WRITTEN PROBLEM: Pick out each line in the records below that contains the string "blazer" and copy those lines.

EXCERPTED DATA:
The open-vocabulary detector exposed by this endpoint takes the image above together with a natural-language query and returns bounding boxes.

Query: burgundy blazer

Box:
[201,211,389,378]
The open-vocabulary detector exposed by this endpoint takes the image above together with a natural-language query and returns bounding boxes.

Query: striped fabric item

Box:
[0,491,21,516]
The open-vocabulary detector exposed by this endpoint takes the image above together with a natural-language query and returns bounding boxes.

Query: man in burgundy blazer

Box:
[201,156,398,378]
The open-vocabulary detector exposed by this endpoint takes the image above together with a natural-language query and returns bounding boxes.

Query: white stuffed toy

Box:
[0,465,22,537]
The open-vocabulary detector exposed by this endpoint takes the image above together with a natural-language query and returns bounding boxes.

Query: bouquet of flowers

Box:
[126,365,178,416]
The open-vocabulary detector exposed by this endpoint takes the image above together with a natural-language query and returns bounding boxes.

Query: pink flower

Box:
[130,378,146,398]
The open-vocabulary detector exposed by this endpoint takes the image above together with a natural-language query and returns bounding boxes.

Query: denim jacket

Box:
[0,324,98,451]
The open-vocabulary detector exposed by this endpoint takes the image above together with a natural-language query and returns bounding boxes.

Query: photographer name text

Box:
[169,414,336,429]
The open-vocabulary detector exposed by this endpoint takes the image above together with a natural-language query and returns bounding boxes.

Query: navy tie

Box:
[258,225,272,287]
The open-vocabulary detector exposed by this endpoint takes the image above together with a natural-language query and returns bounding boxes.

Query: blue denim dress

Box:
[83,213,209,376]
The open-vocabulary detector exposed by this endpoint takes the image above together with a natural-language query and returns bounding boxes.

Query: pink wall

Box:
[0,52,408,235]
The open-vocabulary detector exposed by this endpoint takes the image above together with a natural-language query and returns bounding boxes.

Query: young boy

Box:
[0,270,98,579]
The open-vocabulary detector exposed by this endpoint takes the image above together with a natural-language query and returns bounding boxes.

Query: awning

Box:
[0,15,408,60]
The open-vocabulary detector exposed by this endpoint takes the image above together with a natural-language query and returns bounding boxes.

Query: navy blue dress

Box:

THE OUTPUT:
Query: burgundy blazer
Query: man in burgundy blazer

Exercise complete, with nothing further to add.